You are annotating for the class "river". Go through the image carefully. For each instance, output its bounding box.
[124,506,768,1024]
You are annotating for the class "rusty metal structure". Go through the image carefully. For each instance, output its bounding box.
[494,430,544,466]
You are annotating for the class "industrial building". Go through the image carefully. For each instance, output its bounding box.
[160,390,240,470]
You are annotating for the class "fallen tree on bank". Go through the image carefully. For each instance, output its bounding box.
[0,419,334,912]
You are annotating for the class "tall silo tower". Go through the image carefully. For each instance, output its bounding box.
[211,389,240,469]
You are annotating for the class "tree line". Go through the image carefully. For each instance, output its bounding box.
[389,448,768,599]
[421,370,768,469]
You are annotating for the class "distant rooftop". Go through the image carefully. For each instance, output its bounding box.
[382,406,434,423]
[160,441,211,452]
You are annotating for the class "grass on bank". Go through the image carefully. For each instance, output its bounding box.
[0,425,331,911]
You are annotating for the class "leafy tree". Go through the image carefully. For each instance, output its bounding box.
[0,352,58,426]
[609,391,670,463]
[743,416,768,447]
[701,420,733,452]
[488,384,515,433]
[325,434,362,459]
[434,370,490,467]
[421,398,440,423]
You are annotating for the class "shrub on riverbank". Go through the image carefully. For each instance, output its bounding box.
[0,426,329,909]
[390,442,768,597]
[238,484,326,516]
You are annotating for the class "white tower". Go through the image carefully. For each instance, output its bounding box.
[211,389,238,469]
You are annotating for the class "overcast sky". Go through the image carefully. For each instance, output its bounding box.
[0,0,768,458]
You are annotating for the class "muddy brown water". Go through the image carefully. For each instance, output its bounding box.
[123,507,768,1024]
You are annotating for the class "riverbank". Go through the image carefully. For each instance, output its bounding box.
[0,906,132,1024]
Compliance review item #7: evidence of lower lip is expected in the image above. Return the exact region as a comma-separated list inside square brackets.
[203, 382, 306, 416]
________________________________________
▶ TASK DESCRIPTION
Set down the listing in full, keeping every word exactly as it is.

▶ EXERCISE ANSWER
You are annotating for the class "river". Go through the image carefully. For each instance, output its bounding box.
[124,506,768,1024]
You are annotating for the class "rusty metal structure". Go through the image carefully. For each instance, output its bounding box.
[494,430,544,466]
You are annotating for the class "industrial building". Go through the image carefully. For each instance, output its bounding box.
[160,390,240,470]
You are annotating for the class "fallen tree on bank". Go through the image carefully. For each instance, output its bounding box.
[0,419,334,912]
You are annotating for the class "tall silo tower". Go through the image carefully. For each instance, output its bounding box.
[211,389,240,469]
You are annotating for the class "tree line". Go through the image carefully. For each instance, output its bounding box.
[389,448,768,599]
[421,370,768,469]
You are annotating for the class "distant rooftop". Go through the image carefully. For each instance, output its bounding box.
[382,406,434,423]
[160,441,211,452]
You are annotating for the class "grass on bank". Go through the image carefully. For each instance, output its bounding box.
[0,425,331,911]
You are annotating for the class "leafy tree". Go through the image carefully. For each instance, output its bounding box.
[0,352,58,426]
[609,391,670,463]
[743,416,768,447]
[701,420,733,452]
[488,384,515,433]
[325,434,362,459]
[434,370,490,467]
[421,398,440,423]
You are annotating for the class "shrub on riverbank". Go through the image carefully. For each instance, output its bounding box.
[0,426,329,909]
[390,442,768,597]
[238,484,326,516]
You are annotating for the class "white tower". Go through the image carefully. For each instance, output its bounding box.
[211,389,238,469]
You are annotating for the class "overcast sky". Go through the image carefully. For each instance, output its bounding box.
[0,0,768,458]
You are annotating for the class "muddy brown water". Go through the image carefully. For each instance, output its bounding box.
[123,507,768,1024]
You are annotating for the class "riverbank". Go through the image carefully. For each instance, output its bounding box.
[0,906,132,1024]
Compliance review item #7: evidence of lower lip is expected in the image above. Return the exact region as a comma-separated list inside square brackets.
[203, 382, 306, 416]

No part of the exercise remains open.